» **Your assignment**:
Pictures are to be left out; otherwise, copy exactly the lines from the line containing "# point at: pink" through the end of the data.

####

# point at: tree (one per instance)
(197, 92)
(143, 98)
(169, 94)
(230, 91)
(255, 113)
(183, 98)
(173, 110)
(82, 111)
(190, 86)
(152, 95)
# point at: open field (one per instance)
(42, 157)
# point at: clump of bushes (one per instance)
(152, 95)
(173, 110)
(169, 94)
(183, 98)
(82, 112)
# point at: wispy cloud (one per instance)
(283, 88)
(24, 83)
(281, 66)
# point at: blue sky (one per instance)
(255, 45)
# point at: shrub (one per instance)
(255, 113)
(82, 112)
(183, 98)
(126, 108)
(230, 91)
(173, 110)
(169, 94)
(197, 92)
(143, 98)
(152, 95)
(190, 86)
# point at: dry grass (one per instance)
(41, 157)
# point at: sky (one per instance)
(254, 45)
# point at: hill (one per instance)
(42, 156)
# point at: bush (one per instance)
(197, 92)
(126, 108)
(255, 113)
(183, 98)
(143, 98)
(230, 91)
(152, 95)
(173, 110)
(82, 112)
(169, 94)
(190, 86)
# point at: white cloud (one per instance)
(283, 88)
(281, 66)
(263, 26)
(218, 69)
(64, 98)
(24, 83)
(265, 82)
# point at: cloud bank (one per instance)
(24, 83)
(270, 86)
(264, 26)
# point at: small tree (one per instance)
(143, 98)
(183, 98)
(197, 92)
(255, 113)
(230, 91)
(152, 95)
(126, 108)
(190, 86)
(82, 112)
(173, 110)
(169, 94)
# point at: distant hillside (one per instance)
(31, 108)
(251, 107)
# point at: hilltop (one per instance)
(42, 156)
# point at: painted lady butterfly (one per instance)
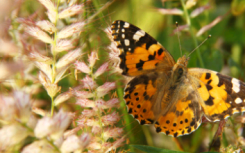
(168, 94)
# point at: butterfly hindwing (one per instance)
(138, 95)
(222, 95)
(182, 114)
(139, 52)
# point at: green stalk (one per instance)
(188, 20)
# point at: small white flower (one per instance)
(70, 30)
(40, 146)
(81, 66)
(74, 143)
(63, 45)
(68, 58)
(105, 88)
(39, 34)
(53, 127)
(47, 26)
(48, 4)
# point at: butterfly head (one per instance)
(180, 68)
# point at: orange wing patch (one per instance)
(138, 94)
(139, 52)
(183, 118)
(222, 96)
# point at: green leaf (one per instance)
(149, 149)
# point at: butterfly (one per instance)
(168, 94)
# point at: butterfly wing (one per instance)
(175, 110)
(182, 114)
(222, 95)
(139, 95)
(139, 52)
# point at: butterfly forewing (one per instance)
(139, 51)
(222, 95)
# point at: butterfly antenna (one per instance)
(177, 25)
(209, 36)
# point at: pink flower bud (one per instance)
(83, 121)
(47, 26)
(48, 4)
(92, 59)
(39, 146)
(96, 130)
(70, 11)
(53, 127)
(85, 103)
(36, 56)
(63, 45)
(89, 83)
(82, 67)
(12, 135)
(52, 16)
(70, 30)
(112, 133)
(68, 58)
(83, 94)
(39, 34)
(88, 113)
(110, 119)
(101, 70)
(114, 102)
(74, 143)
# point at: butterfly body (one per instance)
(168, 94)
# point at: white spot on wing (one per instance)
(126, 42)
(138, 35)
(126, 25)
(238, 100)
(235, 85)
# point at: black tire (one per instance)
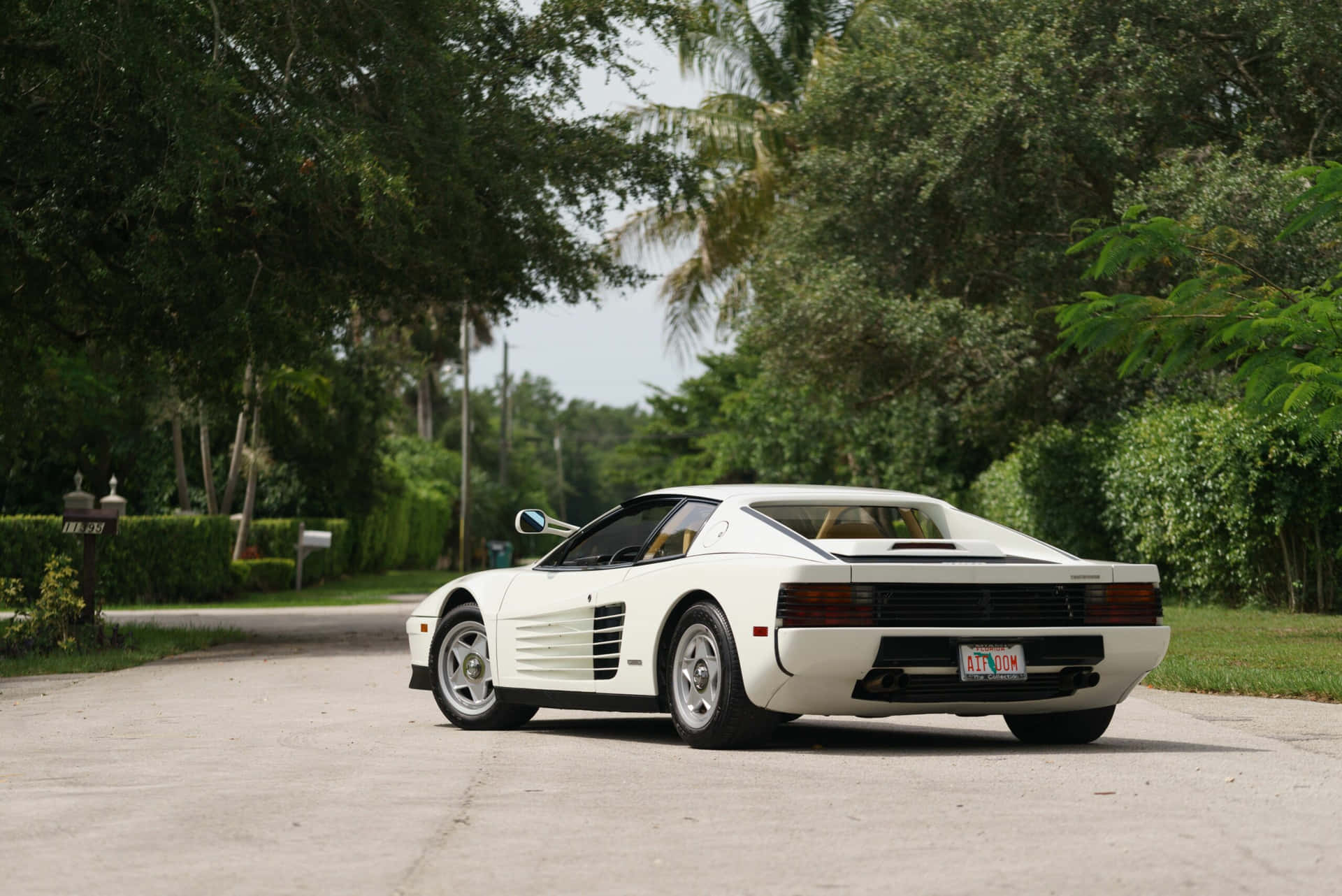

####

» **Solution to the exercise**:
# point at: pink flower bud (one per instance)
(83, 121)
(47, 26)
(48, 4)
(92, 59)
(39, 146)
(96, 130)
(70, 11)
(53, 127)
(85, 103)
(36, 56)
(63, 45)
(89, 83)
(82, 67)
(12, 135)
(52, 16)
(70, 30)
(112, 133)
(68, 58)
(83, 94)
(39, 34)
(88, 113)
(110, 119)
(101, 70)
(114, 102)
(74, 143)
# point at: butterfly body (one per instance)
(168, 94)
# point at: white spot on wing (one per instance)
(126, 42)
(138, 35)
(126, 25)
(238, 100)
(235, 85)
# point at: black tire (one per instance)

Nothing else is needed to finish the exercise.